Entries from a pointing dataset
________________________

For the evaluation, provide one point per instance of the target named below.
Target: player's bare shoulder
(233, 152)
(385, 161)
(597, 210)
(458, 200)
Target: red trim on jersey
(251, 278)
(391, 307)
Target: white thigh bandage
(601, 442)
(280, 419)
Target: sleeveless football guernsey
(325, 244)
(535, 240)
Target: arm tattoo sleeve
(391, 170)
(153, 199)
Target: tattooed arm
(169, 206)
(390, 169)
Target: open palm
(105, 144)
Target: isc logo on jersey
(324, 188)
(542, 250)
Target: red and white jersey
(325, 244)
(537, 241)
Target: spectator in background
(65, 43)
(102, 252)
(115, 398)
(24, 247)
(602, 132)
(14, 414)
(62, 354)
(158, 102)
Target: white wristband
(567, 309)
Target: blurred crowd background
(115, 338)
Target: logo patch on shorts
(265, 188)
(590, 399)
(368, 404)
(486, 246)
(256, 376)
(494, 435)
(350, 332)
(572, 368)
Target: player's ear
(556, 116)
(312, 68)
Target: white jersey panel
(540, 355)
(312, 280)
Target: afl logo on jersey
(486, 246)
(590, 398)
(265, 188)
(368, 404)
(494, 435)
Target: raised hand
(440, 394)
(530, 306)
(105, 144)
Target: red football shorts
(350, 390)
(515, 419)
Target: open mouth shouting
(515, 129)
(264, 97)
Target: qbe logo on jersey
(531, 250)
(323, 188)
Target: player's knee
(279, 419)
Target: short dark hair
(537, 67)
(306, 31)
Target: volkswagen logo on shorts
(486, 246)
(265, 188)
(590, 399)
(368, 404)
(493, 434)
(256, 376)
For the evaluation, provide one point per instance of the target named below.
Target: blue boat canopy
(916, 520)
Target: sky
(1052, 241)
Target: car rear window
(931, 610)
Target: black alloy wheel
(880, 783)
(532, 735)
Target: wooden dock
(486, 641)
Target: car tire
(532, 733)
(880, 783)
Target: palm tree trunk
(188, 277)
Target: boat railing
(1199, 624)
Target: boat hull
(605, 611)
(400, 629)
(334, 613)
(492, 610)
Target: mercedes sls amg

________________________

■ **Exercise brief**: Reproduce, word for word, every line starting at the line that contains "Target: red football shorts" and ending with the final line of the entries.

■ **Output for this exercise**:
Target: red football shorts
(350, 390)
(515, 419)
Target: open mouth shouting
(515, 129)
(264, 97)
Target: qbe logo on jersey
(531, 250)
(323, 188)
Target: player's knee
(279, 419)
Target: short dark hair
(537, 67)
(306, 31)
Target: volkswagen logo on shorts
(486, 246)
(265, 188)
(590, 399)
(368, 404)
(493, 434)
(256, 376)
For the evaluation, provide one point per instance of the target named below.
Target: blue boat canopy
(916, 520)
Target: sky
(1052, 241)
Target: car rear window
(931, 610)
Target: black alloy wheel
(880, 783)
(532, 735)
Target: wooden dock
(486, 641)
Target: car tire
(532, 733)
(880, 783)
Target: palm tree trunk
(188, 277)
Target: boat railing
(1199, 624)
Target: boat hull
(605, 611)
(400, 629)
(334, 613)
(492, 610)
Target: mercedes sls amg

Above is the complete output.